# Detection examples
%%
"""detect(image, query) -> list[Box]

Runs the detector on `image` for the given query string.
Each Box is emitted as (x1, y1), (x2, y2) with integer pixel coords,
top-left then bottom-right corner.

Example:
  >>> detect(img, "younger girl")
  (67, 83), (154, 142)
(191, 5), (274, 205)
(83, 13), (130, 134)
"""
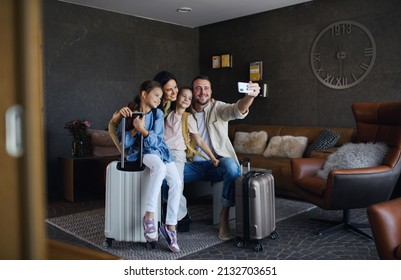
%%
# Your instructions
Collect each line of the entries that contains the word "query".

# Exercise answer
"""detect(image, query) -> list[Box]
Runs the detector on `image` for the given query string.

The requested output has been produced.